What you are asked to do — According to the obituary of Syed Shah Khusro Hussaini, at which university did he complete a Master of Arts in Islamic Studies?

+++ Text section +++

KALABURAGI, India: Dr. Syed Shah Khusro Hussaini, a prominent scholar, educationalist, philanthropist and chancellor of Khaja Banda Nawaz University in India’s Karnataka state, died on Wednesday evening aged 80.

Funeral prayers were held on Thursday evening at the Sharif Mosque. He is survived by his wife, two sons and three daughters.

He completed a Master of Arts in Islamic Studies at McGill University in Canada and was awarded a Ph.D. from Belford University, US, for his research work.

Since 2007 he brought significant changes to the Khaja Education Society on the organizational, administrative and functional levels. He also expanded existing institutions and was instrumental in establishing Khaja Bandanawaz Institute of Medical Sciences at Kalaburagi in 2000.

Through perseverance, he established Khaja Bandanawaz University in August 2018. As vice-president of the All-India Muslim Personal Law Board and chancellor of Khaja Banda Nawaz University, he played a vital role in promoting modern and Islamic education in India.

In addition to his administrative skills, Hussaini was known for his deep and scholarly understanding of Sufism. He was awarded the prestigious Karnataka Rajyotsava Award for excellence in education by the government of Karnataka in 2017.

Karnataka Deputy Chief Minister D.K. Shivakumar and other political leaders expressed their condolences over his death.

+++ Dataset records +++

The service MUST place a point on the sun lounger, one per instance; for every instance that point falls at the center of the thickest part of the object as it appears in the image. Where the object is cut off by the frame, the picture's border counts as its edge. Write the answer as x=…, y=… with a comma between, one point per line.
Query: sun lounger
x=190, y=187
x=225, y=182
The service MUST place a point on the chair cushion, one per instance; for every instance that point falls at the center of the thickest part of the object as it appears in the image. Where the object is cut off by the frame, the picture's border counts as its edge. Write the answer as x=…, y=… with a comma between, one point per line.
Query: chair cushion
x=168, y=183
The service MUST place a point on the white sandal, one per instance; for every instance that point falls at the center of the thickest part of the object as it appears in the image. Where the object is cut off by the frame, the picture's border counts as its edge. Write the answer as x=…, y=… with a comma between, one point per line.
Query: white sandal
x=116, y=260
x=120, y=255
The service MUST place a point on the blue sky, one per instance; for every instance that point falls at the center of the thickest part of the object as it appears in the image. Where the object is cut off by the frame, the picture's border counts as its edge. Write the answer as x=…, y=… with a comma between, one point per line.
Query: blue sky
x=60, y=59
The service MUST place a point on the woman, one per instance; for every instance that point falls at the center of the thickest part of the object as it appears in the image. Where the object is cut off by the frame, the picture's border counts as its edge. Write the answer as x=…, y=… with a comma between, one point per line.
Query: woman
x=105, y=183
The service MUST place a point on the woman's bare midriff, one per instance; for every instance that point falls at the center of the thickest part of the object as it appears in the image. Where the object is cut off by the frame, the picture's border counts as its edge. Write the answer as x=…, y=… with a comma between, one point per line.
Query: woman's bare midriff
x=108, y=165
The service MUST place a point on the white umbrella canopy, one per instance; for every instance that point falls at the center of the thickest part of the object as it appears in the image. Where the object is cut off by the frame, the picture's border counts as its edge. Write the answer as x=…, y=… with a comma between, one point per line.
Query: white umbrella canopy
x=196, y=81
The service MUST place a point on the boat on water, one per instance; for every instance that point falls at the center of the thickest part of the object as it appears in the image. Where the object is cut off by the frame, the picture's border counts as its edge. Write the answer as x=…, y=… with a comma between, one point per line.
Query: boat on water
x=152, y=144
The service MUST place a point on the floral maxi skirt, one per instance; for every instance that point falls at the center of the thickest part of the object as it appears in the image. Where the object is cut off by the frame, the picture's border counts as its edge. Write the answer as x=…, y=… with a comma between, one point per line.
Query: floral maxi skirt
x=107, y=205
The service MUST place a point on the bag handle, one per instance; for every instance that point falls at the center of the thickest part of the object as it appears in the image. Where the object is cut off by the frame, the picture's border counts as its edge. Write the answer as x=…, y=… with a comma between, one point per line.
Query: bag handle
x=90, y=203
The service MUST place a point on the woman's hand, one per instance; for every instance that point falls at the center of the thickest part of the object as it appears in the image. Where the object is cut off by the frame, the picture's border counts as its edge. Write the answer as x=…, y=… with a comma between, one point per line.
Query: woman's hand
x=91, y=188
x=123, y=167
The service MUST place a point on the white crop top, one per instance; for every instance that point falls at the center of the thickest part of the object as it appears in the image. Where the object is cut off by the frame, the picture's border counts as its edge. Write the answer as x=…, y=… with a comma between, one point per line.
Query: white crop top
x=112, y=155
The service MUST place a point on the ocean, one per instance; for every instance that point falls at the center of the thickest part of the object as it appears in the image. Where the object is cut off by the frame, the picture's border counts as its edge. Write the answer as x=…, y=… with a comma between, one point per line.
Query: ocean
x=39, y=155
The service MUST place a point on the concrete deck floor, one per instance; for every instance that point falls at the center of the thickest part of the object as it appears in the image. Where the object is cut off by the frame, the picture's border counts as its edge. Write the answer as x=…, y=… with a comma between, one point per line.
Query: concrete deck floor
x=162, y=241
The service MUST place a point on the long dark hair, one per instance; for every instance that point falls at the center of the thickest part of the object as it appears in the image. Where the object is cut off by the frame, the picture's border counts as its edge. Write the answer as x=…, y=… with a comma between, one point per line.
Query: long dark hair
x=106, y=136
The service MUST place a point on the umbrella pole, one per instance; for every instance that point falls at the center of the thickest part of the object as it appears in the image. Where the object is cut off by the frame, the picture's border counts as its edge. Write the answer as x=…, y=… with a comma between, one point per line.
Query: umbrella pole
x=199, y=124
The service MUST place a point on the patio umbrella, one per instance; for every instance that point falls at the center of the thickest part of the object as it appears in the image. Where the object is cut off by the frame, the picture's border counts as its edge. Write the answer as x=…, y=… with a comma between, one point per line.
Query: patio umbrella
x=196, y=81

+++

Response to the task — McGill University in Canada